PROBLEM TO WORK ON >> Please transcribe the listing below in full and word for word, without its pictures.

DATASET CONTENT >>
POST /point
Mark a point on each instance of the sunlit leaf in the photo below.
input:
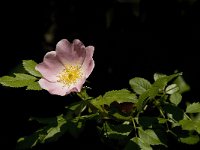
(119, 96)
(20, 80)
(183, 86)
(139, 85)
(175, 98)
(149, 136)
(29, 66)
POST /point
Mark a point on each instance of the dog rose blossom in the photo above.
(66, 69)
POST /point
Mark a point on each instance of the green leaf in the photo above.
(142, 143)
(20, 80)
(151, 122)
(175, 98)
(156, 88)
(132, 145)
(119, 96)
(120, 131)
(192, 139)
(29, 66)
(156, 76)
(175, 112)
(34, 86)
(139, 85)
(171, 89)
(193, 108)
(183, 86)
(149, 136)
(51, 132)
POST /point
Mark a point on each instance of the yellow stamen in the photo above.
(70, 75)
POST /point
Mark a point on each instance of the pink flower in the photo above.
(66, 69)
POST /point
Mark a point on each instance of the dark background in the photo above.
(131, 38)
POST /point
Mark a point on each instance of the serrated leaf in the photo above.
(119, 96)
(183, 86)
(142, 143)
(54, 130)
(34, 86)
(120, 131)
(173, 112)
(156, 76)
(132, 145)
(151, 122)
(29, 66)
(175, 98)
(171, 89)
(139, 85)
(193, 108)
(192, 139)
(155, 89)
(149, 136)
(20, 80)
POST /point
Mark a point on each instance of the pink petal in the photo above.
(70, 53)
(50, 67)
(55, 88)
(88, 64)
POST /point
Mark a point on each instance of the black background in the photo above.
(132, 38)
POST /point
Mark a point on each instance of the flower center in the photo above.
(70, 75)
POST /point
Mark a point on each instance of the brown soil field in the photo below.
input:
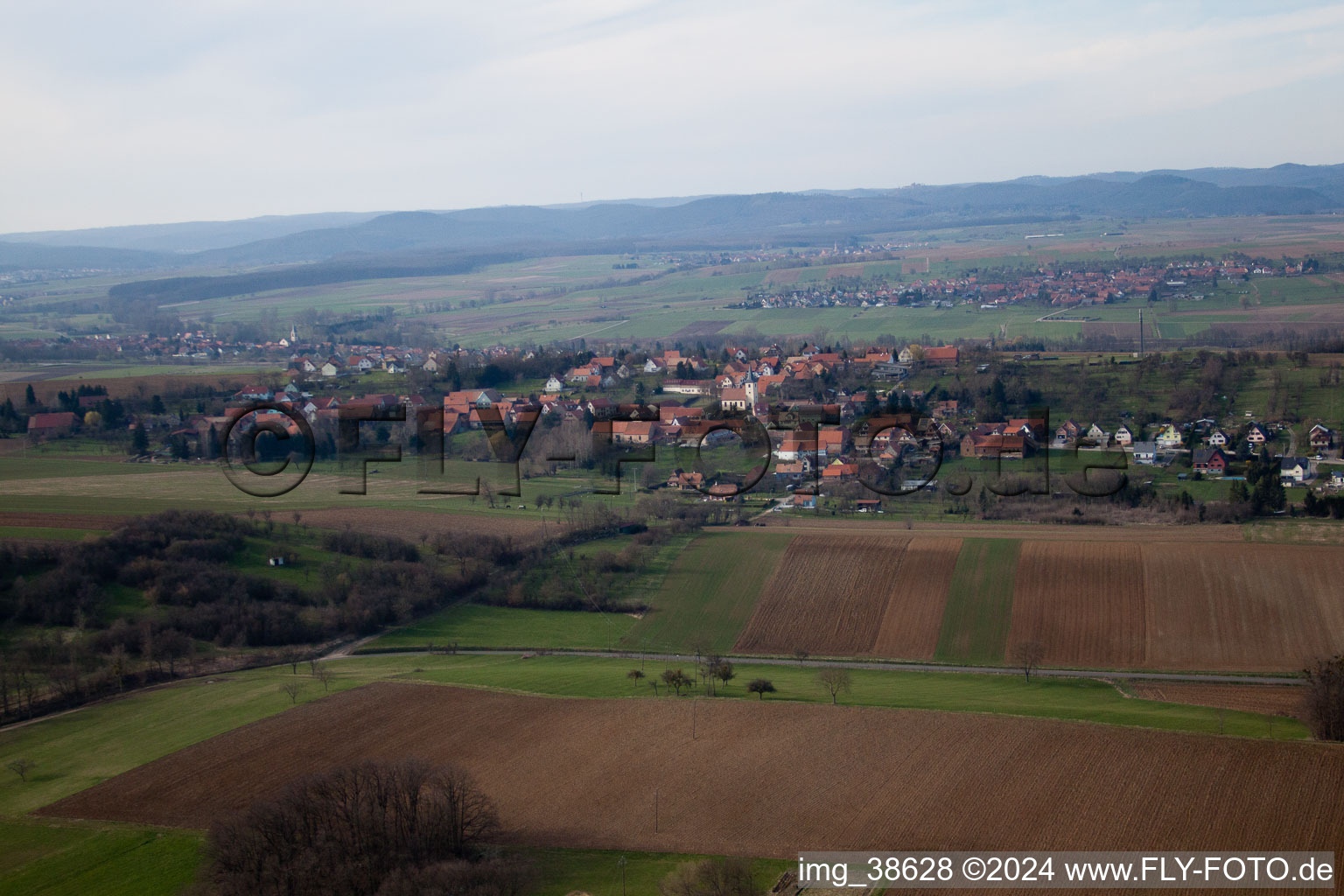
(827, 597)
(1271, 700)
(701, 328)
(1152, 598)
(1110, 328)
(769, 778)
(1035, 531)
(1083, 602)
(913, 617)
(62, 520)
(413, 524)
(1253, 607)
(46, 389)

THE REPLY >>
POST /point
Mark a point on each instance of the sunlit leaf in the photo below.
input:
(119, 96)
(20, 80)
(183, 86)
(139, 85)
(175, 98)
(149, 136)
(29, 66)
POST /point
Mark a point on each instance of the dog rose blossom in the photo above.
(66, 69)
POST /point
Mark a point on each instance of the green leaf in the photo above.
(142, 143)
(20, 80)
(151, 122)
(175, 98)
(156, 88)
(132, 145)
(119, 96)
(120, 131)
(192, 139)
(29, 66)
(156, 76)
(175, 112)
(34, 86)
(139, 85)
(171, 89)
(193, 108)
(183, 86)
(149, 136)
(51, 132)
POST /point
Mark a point on each instance of the yellow stamen in the photo above.
(70, 75)
POST /point
Mark a point on each instance of the pink flower in the photo above.
(66, 69)
POST /point
Mark a point on each instance of the dark background in the photo above.
(131, 38)
POST /point
Mark a point on each instance of the serrated leaf in the photo above.
(119, 96)
(183, 86)
(142, 143)
(54, 130)
(34, 86)
(120, 131)
(173, 112)
(156, 76)
(132, 145)
(151, 122)
(29, 66)
(175, 98)
(171, 89)
(139, 85)
(193, 108)
(192, 139)
(155, 89)
(149, 136)
(20, 80)
POST /point
Mark a point on each instance of the pink petal in the photo above.
(70, 53)
(50, 67)
(55, 88)
(88, 64)
POST /point
Mark a point on each instance of the black background in the photo above.
(132, 38)
POST /point
Mark a point on each instance of the flower center in the photo above.
(70, 75)
POST /point
Mark a point on each instance of the brown soil field in the photo below.
input:
(827, 597)
(1271, 700)
(701, 328)
(1152, 598)
(1110, 328)
(769, 778)
(1035, 531)
(1083, 602)
(913, 617)
(62, 520)
(413, 524)
(1253, 607)
(46, 389)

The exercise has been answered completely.